▸ **What needs to be done**
Copy out all the records, word for word.

-- begin --

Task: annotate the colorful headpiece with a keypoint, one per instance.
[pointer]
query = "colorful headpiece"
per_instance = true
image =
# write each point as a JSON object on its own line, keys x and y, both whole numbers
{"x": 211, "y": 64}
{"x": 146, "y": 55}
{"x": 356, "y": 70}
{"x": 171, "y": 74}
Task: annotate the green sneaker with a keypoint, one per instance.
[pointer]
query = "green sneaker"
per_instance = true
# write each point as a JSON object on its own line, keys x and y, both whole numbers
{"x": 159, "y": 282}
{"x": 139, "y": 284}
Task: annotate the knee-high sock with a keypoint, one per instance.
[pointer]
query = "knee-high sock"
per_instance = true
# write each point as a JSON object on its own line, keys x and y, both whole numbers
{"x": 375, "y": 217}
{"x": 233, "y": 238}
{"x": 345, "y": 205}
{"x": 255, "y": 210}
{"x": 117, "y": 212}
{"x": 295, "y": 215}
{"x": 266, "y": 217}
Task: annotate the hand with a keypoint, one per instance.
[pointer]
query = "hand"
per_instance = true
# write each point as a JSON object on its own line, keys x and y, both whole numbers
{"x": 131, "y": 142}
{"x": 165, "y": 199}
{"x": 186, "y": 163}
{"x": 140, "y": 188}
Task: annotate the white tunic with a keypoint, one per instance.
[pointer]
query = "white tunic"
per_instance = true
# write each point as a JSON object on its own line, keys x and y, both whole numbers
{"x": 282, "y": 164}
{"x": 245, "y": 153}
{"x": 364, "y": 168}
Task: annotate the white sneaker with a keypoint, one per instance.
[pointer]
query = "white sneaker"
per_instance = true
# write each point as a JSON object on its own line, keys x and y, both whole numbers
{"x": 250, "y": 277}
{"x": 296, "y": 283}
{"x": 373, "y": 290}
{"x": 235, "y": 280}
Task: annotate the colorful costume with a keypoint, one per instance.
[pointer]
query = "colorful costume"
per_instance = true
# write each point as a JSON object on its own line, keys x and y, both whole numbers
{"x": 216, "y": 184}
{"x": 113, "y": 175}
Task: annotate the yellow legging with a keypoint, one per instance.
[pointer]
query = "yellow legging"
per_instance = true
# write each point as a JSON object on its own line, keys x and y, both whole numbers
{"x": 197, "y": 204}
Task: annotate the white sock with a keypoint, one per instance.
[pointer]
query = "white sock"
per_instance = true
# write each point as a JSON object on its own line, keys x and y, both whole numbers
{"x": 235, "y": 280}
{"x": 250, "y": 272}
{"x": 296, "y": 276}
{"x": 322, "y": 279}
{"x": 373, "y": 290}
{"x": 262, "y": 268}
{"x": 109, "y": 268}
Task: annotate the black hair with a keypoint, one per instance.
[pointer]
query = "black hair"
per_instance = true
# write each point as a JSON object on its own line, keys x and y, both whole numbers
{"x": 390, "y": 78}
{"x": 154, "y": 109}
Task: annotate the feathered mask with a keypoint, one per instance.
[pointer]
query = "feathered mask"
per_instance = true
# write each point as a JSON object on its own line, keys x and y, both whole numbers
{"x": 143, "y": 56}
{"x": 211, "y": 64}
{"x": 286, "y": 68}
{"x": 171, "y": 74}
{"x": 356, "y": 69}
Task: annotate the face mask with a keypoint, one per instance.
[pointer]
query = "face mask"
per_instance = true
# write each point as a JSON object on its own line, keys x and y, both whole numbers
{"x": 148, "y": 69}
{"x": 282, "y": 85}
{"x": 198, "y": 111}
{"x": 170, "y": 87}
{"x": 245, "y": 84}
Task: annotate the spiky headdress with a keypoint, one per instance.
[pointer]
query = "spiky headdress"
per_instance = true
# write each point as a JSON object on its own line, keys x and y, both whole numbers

-- end --

▸ **Exercise result**
Task: annotate the colorful headpiece with a keypoint, one per instance.
[pointer]
query = "colorful headpiece"
per_instance = true
image =
# write each point as a JSON object on its own line, keys x and y, both whole numbers
{"x": 211, "y": 64}
{"x": 146, "y": 55}
{"x": 356, "y": 70}
{"x": 171, "y": 74}
Task: annotate the green sneaker with a keypoint, one per instance.
[pointer]
query = "green sneaker"
per_instance = true
# write each point as a JSON object on its own line, keys x and y, both whole numbers
{"x": 159, "y": 282}
{"x": 139, "y": 284}
Task: annotate the knee-high sock with a keypoint, one per instance.
[pointer]
query = "knee-high sock"
per_instance = true
# write each point as a JSON object on its own line, keys x and y, both whole numbers
{"x": 375, "y": 217}
{"x": 233, "y": 238}
{"x": 345, "y": 205}
{"x": 255, "y": 210}
{"x": 117, "y": 212}
{"x": 295, "y": 215}
{"x": 266, "y": 217}
Task: annotate the hand with a keypoint, one per instance.
[pointer]
query = "hand"
per_instance = true
# write each point as a JSON object on its own line, keys x and y, both whole numbers
{"x": 131, "y": 142}
{"x": 165, "y": 199}
{"x": 186, "y": 163}
{"x": 140, "y": 188}
Task: annotate the white tunic with a keypoint, one per instance.
[pointer]
query = "white tunic"
per_instance = true
# write each point as a JSON object on its own line, keys x and y, both whole numbers
{"x": 282, "y": 164}
{"x": 245, "y": 153}
{"x": 364, "y": 168}
Task: annotate the white sneaker with a keypoint, one per instance.
[pointer]
query = "white sneaker"
per_instance = true
# write each point as a JSON object on its own line, keys x and y, both whole numbers
{"x": 250, "y": 277}
{"x": 296, "y": 283}
{"x": 373, "y": 290}
{"x": 235, "y": 280}
Task: annotate the colorful costume with a keypoint, one per instance.
[pointer]
query = "colorful costume"
per_instance = true
# write each point as a JSON object on its own line, keys x and y, both whole numbers
{"x": 216, "y": 184}
{"x": 113, "y": 175}
Task: annotate the yellow legging with a keypoint, one per instance.
[pointer]
query = "yellow legging"
per_instance = true
# write each point as a JSON object on its own line, keys x and y, both whole numbers
{"x": 197, "y": 204}
Task: annotate the white sock with a keypoint, one per instance.
[pointer]
query = "white sock"
per_instance = true
# write each point as a JSON object on its own line, keys x and y, both whole numbers
{"x": 235, "y": 280}
{"x": 250, "y": 272}
{"x": 296, "y": 276}
{"x": 322, "y": 279}
{"x": 373, "y": 290}
{"x": 262, "y": 268}
{"x": 109, "y": 268}
Task: annotate the black hair with a keypoint, one per instance.
[pointer]
query = "black hair"
per_instance = true
# write each point as a JSON object on its own line, keys x and y, both whole numbers
{"x": 390, "y": 78}
{"x": 154, "y": 109}
Task: annotate the feathered mask with a keypoint, one per instance.
[pointer]
query = "feathered mask"
per_instance = true
# write each point as a JSON object on its own line, keys x and y, both whole numbers
{"x": 143, "y": 56}
{"x": 211, "y": 64}
{"x": 286, "y": 68}
{"x": 171, "y": 74}
{"x": 356, "y": 69}
Task: annotate the face mask with a keypoint, one per instance.
[pointer]
query = "face mask"
per_instance = true
# write each point as a JSON object on its own line, keys x and y, both whole numbers
{"x": 148, "y": 69}
{"x": 282, "y": 85}
{"x": 198, "y": 111}
{"x": 170, "y": 87}
{"x": 245, "y": 84}
Task: annotate the spiky headdress with a keypoint, one per instance.
[pointer]
query = "spiky headdress"
per_instance = true
# write each point as a JSON object on its own line, keys x and y, both whole numbers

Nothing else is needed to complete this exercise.